Prompt:
In the listing below, find each line containing "banner" and report it.

Given information:
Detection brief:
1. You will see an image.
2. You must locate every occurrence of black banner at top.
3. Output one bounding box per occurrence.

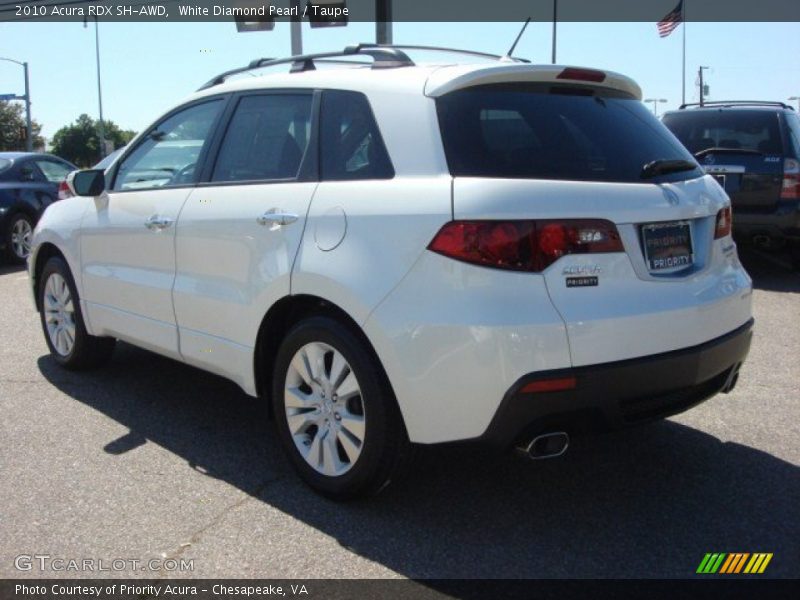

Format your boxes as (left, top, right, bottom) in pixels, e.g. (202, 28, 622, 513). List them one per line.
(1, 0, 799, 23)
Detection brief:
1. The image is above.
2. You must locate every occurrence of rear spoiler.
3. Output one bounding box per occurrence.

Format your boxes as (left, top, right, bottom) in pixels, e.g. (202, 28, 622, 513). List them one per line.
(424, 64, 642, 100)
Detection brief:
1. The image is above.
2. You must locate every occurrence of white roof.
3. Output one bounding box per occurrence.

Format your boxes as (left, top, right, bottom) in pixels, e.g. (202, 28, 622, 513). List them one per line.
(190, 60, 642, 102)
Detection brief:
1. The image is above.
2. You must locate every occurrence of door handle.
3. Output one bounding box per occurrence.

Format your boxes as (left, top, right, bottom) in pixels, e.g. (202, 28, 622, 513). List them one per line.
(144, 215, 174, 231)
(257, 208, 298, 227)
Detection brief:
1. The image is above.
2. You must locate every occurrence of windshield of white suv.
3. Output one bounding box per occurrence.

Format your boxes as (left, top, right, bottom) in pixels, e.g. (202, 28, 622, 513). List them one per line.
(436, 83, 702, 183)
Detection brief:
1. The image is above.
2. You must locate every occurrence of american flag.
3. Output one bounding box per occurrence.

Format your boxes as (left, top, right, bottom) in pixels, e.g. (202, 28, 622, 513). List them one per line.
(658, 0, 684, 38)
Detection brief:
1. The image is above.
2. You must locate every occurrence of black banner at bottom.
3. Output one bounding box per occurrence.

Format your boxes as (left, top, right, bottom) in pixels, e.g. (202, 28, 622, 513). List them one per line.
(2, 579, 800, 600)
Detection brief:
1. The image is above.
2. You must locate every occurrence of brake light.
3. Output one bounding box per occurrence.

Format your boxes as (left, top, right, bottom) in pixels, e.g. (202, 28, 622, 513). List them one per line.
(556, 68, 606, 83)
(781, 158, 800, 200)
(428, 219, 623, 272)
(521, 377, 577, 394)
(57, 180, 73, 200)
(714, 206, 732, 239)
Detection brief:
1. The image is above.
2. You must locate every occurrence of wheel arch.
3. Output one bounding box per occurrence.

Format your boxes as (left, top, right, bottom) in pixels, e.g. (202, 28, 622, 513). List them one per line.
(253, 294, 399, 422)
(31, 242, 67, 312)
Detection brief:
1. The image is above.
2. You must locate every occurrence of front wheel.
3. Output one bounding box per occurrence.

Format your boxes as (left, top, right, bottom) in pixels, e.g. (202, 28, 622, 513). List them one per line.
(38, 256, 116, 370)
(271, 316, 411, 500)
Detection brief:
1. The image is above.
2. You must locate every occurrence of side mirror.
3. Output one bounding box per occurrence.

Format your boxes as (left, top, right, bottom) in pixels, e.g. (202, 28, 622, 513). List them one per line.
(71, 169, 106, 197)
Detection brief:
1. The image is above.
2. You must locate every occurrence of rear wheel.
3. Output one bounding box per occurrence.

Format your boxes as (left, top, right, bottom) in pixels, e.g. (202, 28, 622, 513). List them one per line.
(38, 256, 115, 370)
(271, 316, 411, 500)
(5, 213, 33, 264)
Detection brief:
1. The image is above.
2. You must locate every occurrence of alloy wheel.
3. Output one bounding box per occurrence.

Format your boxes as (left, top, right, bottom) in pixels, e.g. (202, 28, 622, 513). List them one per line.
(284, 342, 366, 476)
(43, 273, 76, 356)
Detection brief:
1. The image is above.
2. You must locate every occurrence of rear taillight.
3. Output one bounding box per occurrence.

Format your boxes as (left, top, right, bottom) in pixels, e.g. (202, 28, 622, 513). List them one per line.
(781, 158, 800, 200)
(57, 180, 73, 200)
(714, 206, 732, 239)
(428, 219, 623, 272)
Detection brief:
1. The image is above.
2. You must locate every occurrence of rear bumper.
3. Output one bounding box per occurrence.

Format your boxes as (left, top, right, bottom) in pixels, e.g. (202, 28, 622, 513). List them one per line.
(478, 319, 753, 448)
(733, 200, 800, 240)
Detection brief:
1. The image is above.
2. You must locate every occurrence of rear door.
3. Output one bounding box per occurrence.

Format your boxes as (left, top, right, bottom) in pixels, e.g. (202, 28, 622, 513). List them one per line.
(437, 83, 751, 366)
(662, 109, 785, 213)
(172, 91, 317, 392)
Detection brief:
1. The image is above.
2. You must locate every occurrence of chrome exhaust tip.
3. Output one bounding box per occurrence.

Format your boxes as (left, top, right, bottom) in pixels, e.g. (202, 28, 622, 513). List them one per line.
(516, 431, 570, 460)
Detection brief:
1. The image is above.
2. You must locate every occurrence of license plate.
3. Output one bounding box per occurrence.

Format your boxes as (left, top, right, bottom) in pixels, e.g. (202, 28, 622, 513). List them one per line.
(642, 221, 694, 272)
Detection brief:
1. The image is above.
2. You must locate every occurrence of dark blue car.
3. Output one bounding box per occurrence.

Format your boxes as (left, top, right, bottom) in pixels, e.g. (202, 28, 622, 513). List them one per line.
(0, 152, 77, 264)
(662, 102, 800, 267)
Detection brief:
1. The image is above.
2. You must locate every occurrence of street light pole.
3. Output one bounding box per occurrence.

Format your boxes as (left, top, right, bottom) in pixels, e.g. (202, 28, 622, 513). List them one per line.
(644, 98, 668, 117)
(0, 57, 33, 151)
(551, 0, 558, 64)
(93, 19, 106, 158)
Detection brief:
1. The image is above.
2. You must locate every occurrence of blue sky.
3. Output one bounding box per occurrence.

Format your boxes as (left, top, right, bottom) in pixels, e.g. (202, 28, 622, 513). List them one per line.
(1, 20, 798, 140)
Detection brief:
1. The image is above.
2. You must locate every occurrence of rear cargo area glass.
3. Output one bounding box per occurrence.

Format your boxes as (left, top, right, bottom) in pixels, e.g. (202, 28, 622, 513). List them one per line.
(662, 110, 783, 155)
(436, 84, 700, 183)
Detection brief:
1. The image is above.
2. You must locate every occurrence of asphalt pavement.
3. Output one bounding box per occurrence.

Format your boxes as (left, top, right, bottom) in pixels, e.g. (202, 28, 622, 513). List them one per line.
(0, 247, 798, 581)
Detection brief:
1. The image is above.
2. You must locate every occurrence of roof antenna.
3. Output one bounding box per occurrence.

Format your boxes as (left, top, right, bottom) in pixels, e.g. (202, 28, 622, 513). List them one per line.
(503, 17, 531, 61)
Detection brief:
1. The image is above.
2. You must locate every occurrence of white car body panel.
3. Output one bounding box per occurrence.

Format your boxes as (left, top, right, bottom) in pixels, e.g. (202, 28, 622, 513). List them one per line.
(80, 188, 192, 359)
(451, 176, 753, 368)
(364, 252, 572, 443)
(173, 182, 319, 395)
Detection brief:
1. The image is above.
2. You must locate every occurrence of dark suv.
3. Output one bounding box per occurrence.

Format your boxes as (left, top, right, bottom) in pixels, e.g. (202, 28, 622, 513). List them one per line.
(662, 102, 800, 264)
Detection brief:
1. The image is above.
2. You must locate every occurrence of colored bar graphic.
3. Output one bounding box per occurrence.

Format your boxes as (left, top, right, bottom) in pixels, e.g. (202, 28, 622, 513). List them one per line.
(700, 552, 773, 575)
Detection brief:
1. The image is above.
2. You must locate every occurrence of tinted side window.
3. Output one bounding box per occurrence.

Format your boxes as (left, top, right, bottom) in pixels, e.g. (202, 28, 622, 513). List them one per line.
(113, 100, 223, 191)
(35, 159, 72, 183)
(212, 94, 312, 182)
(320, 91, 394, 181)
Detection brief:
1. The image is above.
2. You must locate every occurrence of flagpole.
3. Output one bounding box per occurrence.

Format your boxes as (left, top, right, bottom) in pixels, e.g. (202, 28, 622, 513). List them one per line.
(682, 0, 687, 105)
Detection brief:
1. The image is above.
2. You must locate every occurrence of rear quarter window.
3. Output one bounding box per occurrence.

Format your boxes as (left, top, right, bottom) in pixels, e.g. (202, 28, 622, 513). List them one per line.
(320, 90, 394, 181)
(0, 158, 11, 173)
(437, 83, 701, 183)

Answer to the problem:
2. You must locate every occurrence of black banner at top.
2. You must locate every occurrence of black banner at bottom.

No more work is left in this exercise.